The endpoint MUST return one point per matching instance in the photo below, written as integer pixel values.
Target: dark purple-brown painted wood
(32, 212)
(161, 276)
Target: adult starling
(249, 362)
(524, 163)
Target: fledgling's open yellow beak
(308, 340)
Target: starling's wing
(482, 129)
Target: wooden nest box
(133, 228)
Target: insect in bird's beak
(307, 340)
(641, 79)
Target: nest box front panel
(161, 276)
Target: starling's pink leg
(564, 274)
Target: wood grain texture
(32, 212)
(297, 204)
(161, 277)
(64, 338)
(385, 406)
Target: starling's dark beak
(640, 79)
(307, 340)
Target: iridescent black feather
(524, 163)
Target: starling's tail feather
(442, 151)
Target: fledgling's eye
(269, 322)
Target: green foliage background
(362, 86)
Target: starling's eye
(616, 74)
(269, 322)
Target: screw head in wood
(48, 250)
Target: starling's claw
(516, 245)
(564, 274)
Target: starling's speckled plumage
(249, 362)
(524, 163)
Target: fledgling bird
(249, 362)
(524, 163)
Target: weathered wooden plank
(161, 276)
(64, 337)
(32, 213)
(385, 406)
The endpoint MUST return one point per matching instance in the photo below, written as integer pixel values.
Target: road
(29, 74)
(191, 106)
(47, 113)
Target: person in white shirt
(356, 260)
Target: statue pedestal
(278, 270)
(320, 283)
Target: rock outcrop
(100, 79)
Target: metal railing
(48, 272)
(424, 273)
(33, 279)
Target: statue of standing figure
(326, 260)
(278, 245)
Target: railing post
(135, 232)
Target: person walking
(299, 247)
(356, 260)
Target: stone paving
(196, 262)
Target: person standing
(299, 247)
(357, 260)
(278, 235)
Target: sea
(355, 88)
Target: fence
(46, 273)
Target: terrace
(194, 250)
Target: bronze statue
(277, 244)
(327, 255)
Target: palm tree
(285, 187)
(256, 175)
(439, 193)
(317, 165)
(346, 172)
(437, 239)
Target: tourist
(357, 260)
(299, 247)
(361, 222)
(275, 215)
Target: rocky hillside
.....
> [About this task]
I need exact copies of the lines from the one holding "Target: rock outcrop" through the end of the records above, and nothing beyond them.

> [Solution below]
Target: rock outcrop
(100, 79)
Target: metal railing
(48, 272)
(424, 273)
(33, 279)
Target: statue of standing figure
(326, 260)
(278, 245)
Target: railing post
(135, 232)
Target: person walking
(299, 247)
(356, 260)
Target: stone paving
(196, 262)
Target: person standing
(299, 247)
(357, 260)
(278, 235)
Target: sea
(355, 88)
Target: fence
(46, 273)
Target: terrace
(194, 250)
Target: bronze statue
(277, 244)
(327, 255)
Target: palm tree
(285, 187)
(256, 175)
(439, 193)
(317, 165)
(346, 172)
(437, 239)
Target: tourist
(357, 260)
(299, 247)
(361, 222)
(275, 215)
Target: rocky hillside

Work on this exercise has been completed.